─── GIVEN INFORMATION

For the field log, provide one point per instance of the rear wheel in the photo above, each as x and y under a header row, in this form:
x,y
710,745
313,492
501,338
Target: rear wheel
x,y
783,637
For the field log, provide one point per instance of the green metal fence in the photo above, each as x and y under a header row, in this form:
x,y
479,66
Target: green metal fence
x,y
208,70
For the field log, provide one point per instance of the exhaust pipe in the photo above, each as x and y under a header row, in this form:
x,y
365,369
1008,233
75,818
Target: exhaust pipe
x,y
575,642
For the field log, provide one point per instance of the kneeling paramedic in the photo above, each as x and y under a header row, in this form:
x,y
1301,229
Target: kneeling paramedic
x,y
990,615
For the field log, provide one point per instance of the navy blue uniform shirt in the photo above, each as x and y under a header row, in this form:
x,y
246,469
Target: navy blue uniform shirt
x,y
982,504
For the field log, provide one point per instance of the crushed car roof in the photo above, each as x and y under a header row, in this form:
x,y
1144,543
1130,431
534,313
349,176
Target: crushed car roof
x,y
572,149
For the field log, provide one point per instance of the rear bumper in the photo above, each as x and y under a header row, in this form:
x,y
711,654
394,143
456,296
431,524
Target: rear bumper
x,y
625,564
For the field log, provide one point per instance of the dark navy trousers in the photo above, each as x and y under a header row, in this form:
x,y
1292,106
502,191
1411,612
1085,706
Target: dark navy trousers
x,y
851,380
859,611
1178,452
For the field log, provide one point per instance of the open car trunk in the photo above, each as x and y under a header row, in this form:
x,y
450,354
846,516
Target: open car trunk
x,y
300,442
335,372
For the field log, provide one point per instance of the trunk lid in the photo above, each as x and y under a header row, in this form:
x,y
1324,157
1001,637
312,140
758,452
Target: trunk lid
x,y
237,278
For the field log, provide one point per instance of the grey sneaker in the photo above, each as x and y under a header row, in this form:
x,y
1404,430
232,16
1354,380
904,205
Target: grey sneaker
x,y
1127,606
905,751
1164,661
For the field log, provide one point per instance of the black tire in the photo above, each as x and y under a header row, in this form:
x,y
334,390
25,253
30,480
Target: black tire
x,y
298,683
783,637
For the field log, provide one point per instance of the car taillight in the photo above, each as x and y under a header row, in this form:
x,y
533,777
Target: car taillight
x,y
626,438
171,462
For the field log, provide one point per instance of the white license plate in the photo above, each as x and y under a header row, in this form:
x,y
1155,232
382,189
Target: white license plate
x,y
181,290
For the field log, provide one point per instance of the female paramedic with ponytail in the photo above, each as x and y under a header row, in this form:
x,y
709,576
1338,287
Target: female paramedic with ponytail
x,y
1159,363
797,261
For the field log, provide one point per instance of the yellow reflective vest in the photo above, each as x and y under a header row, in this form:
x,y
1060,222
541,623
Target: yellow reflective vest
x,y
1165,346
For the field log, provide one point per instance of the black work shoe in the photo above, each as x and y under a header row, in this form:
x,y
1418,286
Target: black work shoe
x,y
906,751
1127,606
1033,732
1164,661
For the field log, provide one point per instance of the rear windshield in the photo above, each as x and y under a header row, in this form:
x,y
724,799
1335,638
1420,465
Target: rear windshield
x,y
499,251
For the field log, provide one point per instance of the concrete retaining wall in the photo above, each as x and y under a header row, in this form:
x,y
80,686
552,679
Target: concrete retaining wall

──────

**WHAT TO WORK ON**
Rewrite the lines from the one containing "of the yellow" through the end of the stored entries, both included, keeping the requests. Scale every x,y coordinate in the answers by 0.55 and round to whole numbers, halves up, but leave the requests and their sample coordinates unchanged.

**ANSWER TO THE EXERCISE**
For the field log, provide one point per instance of the yellow reflective vest in the photo above, each as x and y under a header row, in this form:
x,y
1060,222
541,623
Target: yellow reflective vest
x,y
641,190
For the field log, provide one point per instance of the black work shoe in the photo above, each as x and y under a header row, in this form:
x,y
1418,286
Target: black work shoe
x,y
498,413
620,333
568,403
640,364
For the field log, provide one point per instance of the rear windshield in the photo above, each as x and y under a header row, in this form:
x,y
724,799
1335,638
1420,465
Target: rear windshield
x,y
274,138
For the field log, provide one point per instance of the concrete retaining wall in the photo above, each as x and y under a header row, in this form:
x,y
80,686
552,679
Target: concrete retaining wall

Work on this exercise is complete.